## Les tâches
#1 Reproduisez le passage du texte sur la méthode de Monte Carlo en commençant à "Historiquement, la naissance" et en terminant à "qui a suivi.".
#2 D'après le texte sur la méthode de Monte Carlo, qui proposa au 18e siècle de calculer π en lançant des aiguilles sur un plancher de parquet ?
#3 Traduisez en anglais cette phrase du texte sur la méthode de Monte Carlo : « Le cœur de cette méthode repose sur l’approximation d’une espérance par une moyenne, en se basant sur le cadre théorique de la loi des grands nombres. »

## Extrait du texte
* * * * *
Pourquoi la méthode de Monte Carlo (MMC) ?
Historiquement, la naissance de la méthode de Monte Carlo remonte au 18e siècle, quand le comte de Buffon proposa une méthode de calcul de π par un lancer d’aiguilles sur un plancher de parquet. De façon plus pragmatique, la méthode telle qu’elle est utilisée aujourd’hui prend ses sources aux travaux d’Ulam, Von Neumann, et Metropolis [Metropolis+1949] pendant la création des premières bombes atomiques. Sa praticabilité est fortement liée à l’apparition des premiers ordinateurs, puis à l’augmentation constante des moyens de calcul qui a suivi.
Le cœur de cette méthode repose sur l’approximation d’une espérance par une moyenne, en se basant sur le cadre théorique de la loi des grands nombres. Prenons l’exemple de l’espérance d’un lancer de dé. Une méthode déterministe pourrait consister à sommer les valeurs de chaque face, puis diviser ce résultat par le nombre de faces : 1/6 (1+2+3+4+5+6) = 3.5. Par la méthode de Monte Carlo, on se contentera de lancer le dé un grand nombre N de fois, puis de prendre la moyenne de ces N réalisations. La convergence du résultat se fera alors en 1/√N . Cette vitesse de convergence est souvent considérée comme « lente » au sens où un doublement de la précision demande de multiplier par quatre le nombre de réalisations. Elle a par contre le mérite d’être insensible à la dimension. Ainsi, augmenter le nombre de faces du dé, voire le nombre de dés, n’aura pas d’influence sur la vitesse de convergence, contrairement à ce que l’on observe communément avec les approches déterministes .
* * * * *
## Lignes de données
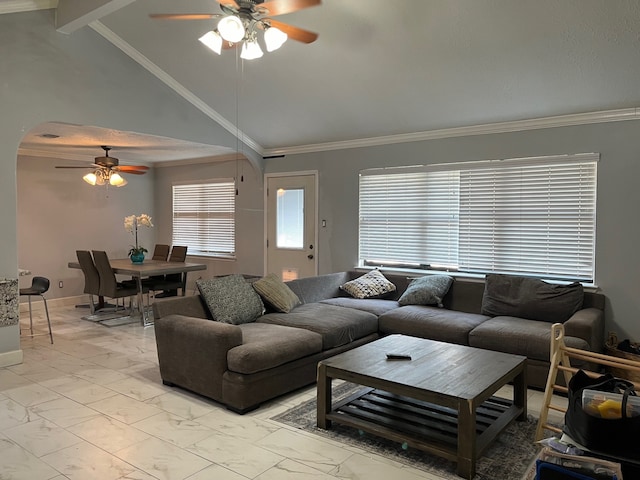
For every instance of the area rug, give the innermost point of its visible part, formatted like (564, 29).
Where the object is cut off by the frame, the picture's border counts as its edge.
(509, 457)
* * * * *
## Réponses aux tâches
#1
Historiquement, la naissance de la méthode de Monte Carlo remonte au 18e siècle, quand le comte de Buffon proposa une méthode de calcul de π par un lancer d’aiguilles sur un plancher de parquet. De façon plus pragmatique, la méthode telle qu’elle est utilisée aujourd’hui prend ses sources aux travaux d’Ulam, Von Neumann, et Metropolis [Metropolis+1949] pendant la création des premières bombes atomiques. Sa praticabilité est fortement liée à l’apparition des premiers ordinateurs, puis à l’augmentation constante des moyens de calcul qui a suivi.

#2 Le comte de Buffon.

#3 The core of this method rests on approximating an expected value by an average, based on the theoretical framework of the law of large numbers.